How to Use Hierarchical Bayes for MaxDiff

As computing has advanced, more computationally intensive methods for analyzing MaxDiff data have become possible. Hierarchical Bayes is the state-of-the-art technique for estimating coefficients for respondents in a MaxDiff study. This is seen as the "gold standard" in MaxDiff analysis, and is the most common method for estimating utilities for MaxDiff data, for more detail you can read our MaxDiff eBook.

Requirements

A document containing your MaxDiff respondent data.
A MaxDiff experimental design.

Note: If your MaxDiff data is from Alchemer or Qualtrics, see:

Method

From either the toolbar > Anything menu or the hover > + menu in the Report tree, select Advanced Analysis > MaxDiff > Hierarchical Bayes.
In the object inspector , select your experimental design. You can use an existing table, an R output, variables from a data set, or a URL. For this example, I'm using an existing table that I've added to my project by copying it from Excel and pasting it onto my page using Ctrl + v (or Cmd + v on a Mac).
Select the Version variable from your respondent data set. If you only have one version, this can be left blank.
In Best selections, choose the variables in your data set that identify the options that were selected as best, or most preferred, for each task. The order of the variables you have selected should match the order from the design (i.e., the variable for the first task should be selected first, the variable from the second task should be selected next, and so on).

Data for processing
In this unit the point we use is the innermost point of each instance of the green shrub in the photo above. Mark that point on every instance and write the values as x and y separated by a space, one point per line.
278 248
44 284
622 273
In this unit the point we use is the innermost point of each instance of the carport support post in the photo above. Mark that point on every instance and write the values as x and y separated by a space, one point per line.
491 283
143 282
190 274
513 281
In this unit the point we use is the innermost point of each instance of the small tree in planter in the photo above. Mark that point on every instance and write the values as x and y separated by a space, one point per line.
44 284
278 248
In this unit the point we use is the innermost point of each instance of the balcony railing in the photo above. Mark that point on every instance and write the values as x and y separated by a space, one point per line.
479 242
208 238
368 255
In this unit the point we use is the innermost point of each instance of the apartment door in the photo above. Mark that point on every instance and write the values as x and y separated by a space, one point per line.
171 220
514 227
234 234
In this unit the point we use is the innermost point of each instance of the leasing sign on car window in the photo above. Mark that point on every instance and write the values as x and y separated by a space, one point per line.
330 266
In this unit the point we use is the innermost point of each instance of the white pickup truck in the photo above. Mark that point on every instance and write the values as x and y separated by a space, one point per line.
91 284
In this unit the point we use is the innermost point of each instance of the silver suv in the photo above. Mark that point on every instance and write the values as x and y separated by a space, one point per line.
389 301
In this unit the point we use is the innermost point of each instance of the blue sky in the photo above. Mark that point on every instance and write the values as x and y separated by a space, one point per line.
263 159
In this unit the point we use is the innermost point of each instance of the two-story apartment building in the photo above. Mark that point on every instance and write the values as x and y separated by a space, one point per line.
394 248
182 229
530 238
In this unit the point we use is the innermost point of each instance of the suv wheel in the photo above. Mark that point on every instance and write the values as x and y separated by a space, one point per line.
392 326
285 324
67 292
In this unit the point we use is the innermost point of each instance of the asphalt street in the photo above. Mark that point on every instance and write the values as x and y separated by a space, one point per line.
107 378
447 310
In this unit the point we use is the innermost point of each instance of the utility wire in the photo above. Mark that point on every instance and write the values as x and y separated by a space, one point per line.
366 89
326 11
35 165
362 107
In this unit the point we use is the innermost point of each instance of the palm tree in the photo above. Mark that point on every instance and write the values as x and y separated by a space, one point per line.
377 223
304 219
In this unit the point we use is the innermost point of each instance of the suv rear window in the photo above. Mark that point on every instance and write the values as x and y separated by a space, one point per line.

Work to do
1 – Reproduce the entire guide to Hierarchical Bayes for MaxDiff word for word.
2 – Quote the entries starting at the line that contains "the suv wheel" and ending at the last line of the entries, with both of those lines included.
The guide to Hierarchical Bayes for MaxDiff has no connection to the entries.

Results of the tasks
1 –
How to Use Hierarchical Bayes for MaxDiff

As computing has advanced, more computationally intensive methods for analyzing MaxDiff data have become possible. Hierarchical Bayes is the state-of-the-art technique for estimating coefficients for respondents in a MaxDiff study. This is seen as the "gold standard" in MaxDiff analysis, and is the most common method for estimating utilities for MaxDiff data, for more detail you can read our MaxDiff eBook.

Requirements

A document containing your MaxDiff respondent data.
A MaxDiff experimental design.

Note: If your MaxDiff data is from Alchemer or Qualtrics, see:

Method

From either the toolbar > Anything menu or the hover > + menu in the Report tree, select Advanced Analysis > MaxDiff > Hierarchical Bayes.
In the object inspector , select your experimental design. You can use an existing table, an R output, variables from a data set, or a URL. For this example, I'm using an existing table that I've added to my project by copying it from Excel and pasting it onto my page using Ctrl + v (or Cmd + v on a Mac).
Select the Version variable from your respondent data set. If you only have one version, this can be left blank.
In Best selections, choose the variables in your data set that identify the options that were selected as best, or most preferred, for each task. The order of the variables you have selected should match the order from the design (i.e., the variable for the first task should be selected first, the variable from the second task should be selected next, and so on).

2 –
In this unit the point we use is the innermost point of each instance of the suv wheel in the photo above. Mark that point on every instance and write the values as x and y separated by a space, one point per line.
392 326
285 324
67 292
In this unit the point we use is the innermost point of each instance of the asphalt street in the photo above. Mark that point on every instance and write the values as x and y separated by a space, one point per line.
107 378
447 310
In this unit the point we use is the innermost point of each instance of the utility wire in the photo above. Mark that point on every instance and write the values as x and y separated by a space, one point per line.
366 89
326 11
35 165
362 107
In this unit the point we use is the innermost point of each instance of the palm tree in the photo above. Mark that point on every instance and write the values as x and y separated by a space, one point per line.
377 223
304 219
In this unit the point we use is the innermost point of each instance of the suv rear window in the photo above. Mark that point on every instance and write the values as x and y separated by a space, one point per line.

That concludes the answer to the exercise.